**Assigned task 1**: Translate this sentence from the article on hospital pain control into Spanish: "This requirement will push physicians and hospital personnel to attend to the need effectively to control each patient's pain."
**Assigned task 2**: According to the article on hospital pain control, what position does Burke J. Balch hold?
**Assigned task 3**: Continue the article on hospital pain control from the point where it stops.

------ Excerpt provided

HOSPITALS PUT NEW FOCUS ON PAIN CONTROL; HAILED AS POSITIVE ALTERNATIVE TO EUTHANASIA

Beginning January 1, 2001, the accrediting authority for the nation's hospitals is requiring hospitals regularly to measure how much pain patients are experiencing. This treats pain as the "fifth vital sign" along with blood pressure, temperature, pulse, and respiration.

This requirement will push physicians and hospital personnel to attend to the need effectively to control each patient's pain.

"One of the principal reasons why some in the general public are initially sympathetic to the idea of euthanasia or assisting suicide is their fear of pain," commented Burke J. Balch, Director of NRLC's Department of Medical Ethics. "We know that at the frontiers of modern medicine it is possible to control all physical pain, but that too frequently this knowledge is not put into effect at the clinical level."

------------
------ Data

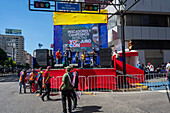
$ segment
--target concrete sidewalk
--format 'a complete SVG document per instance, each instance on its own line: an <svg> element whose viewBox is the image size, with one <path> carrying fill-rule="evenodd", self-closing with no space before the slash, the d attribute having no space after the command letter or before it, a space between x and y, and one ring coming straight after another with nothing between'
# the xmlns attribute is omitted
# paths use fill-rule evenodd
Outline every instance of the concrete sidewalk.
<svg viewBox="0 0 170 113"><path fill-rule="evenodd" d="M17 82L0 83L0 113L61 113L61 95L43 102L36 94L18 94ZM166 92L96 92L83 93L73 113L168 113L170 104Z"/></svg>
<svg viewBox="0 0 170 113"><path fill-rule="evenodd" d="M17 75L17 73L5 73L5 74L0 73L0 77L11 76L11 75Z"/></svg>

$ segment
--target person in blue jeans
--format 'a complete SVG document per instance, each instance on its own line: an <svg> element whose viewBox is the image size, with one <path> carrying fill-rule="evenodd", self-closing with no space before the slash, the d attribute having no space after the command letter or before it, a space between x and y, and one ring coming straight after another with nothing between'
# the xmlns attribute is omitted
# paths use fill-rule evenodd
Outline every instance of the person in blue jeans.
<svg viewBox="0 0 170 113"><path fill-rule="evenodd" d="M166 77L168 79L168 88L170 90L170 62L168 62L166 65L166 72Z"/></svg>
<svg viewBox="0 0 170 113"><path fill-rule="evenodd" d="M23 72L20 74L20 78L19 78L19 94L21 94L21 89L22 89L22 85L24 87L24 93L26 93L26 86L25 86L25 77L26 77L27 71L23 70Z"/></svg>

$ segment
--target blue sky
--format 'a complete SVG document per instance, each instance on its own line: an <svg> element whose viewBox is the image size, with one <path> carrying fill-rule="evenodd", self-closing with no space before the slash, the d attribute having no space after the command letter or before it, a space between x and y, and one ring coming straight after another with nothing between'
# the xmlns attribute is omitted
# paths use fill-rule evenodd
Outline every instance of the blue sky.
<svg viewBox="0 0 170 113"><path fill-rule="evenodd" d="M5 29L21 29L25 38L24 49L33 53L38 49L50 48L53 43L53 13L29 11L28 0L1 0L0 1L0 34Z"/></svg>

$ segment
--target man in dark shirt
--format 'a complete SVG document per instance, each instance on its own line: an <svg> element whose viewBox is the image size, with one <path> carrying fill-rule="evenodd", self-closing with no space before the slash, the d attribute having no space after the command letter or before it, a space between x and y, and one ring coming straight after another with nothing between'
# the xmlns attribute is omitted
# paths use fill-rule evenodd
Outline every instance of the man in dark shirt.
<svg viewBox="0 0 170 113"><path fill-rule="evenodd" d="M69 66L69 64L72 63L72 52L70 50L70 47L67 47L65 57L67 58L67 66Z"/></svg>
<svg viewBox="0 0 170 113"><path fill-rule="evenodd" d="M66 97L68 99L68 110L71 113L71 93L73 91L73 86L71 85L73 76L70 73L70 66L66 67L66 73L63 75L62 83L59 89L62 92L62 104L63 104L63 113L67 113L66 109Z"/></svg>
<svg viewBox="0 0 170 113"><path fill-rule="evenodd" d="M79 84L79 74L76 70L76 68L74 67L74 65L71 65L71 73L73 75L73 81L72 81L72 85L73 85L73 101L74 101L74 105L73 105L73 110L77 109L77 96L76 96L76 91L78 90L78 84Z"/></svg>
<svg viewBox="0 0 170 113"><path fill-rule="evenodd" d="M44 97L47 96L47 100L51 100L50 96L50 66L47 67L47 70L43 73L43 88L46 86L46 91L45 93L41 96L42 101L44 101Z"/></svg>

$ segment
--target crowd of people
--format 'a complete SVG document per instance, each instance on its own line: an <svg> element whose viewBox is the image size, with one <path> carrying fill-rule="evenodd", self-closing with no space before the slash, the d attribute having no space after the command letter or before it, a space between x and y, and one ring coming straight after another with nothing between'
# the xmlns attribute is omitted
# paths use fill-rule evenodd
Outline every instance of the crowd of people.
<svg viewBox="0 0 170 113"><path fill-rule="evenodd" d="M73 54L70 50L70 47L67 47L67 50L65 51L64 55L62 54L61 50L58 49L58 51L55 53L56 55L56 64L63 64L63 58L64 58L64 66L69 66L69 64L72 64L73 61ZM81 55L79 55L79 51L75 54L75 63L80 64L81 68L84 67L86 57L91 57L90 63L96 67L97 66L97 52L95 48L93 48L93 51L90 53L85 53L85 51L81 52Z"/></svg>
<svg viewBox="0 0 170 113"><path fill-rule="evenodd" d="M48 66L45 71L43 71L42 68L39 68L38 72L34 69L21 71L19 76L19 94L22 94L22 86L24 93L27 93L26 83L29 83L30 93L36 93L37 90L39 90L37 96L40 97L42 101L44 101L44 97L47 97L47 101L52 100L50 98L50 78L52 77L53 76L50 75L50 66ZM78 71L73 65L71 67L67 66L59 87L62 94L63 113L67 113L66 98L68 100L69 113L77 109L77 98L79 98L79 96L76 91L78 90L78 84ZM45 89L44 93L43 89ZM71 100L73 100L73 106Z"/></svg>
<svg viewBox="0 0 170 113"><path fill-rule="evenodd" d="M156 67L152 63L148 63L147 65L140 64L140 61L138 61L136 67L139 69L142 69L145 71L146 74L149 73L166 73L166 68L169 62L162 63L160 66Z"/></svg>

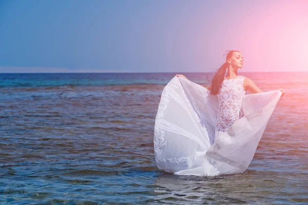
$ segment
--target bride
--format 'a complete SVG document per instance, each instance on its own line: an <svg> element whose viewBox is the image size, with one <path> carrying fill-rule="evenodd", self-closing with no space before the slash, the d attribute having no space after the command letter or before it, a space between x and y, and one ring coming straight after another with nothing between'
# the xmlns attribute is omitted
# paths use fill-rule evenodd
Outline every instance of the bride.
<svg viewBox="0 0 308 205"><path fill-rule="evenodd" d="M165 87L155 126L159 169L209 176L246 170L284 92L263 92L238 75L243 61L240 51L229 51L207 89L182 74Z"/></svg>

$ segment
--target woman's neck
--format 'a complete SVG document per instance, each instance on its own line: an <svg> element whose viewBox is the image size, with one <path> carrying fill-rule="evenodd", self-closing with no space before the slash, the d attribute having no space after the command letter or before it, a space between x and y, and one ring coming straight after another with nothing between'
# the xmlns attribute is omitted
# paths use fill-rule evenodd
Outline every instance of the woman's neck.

------------

**Result 1**: Este requisito impulsará a los médicos y al personal hospitalario a atender la necesidad de controlar eficazmente el dolor de cada paciente.

**Result 2**: He is Director of NRLC's Department of Medical Ethics.

**Result 3**:
Balch added, "The monitoring of pain that will occur, we may hope, will lead to widespread implementation of advanced pain management techniques."

Conscious patients will regularly be asked to rank pain on a scale of 1 to 10. Children will be asked to choose from a sequence of smiling and crying faces.

When pain is found, medication should be prescribed for it, and an hour later patients will be asked for another pain ranking. If pain has not been successfully controlled, dosages will be changed or different medications used, and non-drug therapies may also be employed.

Hospitals that fail to comply with the new requirements could lose their accreditation.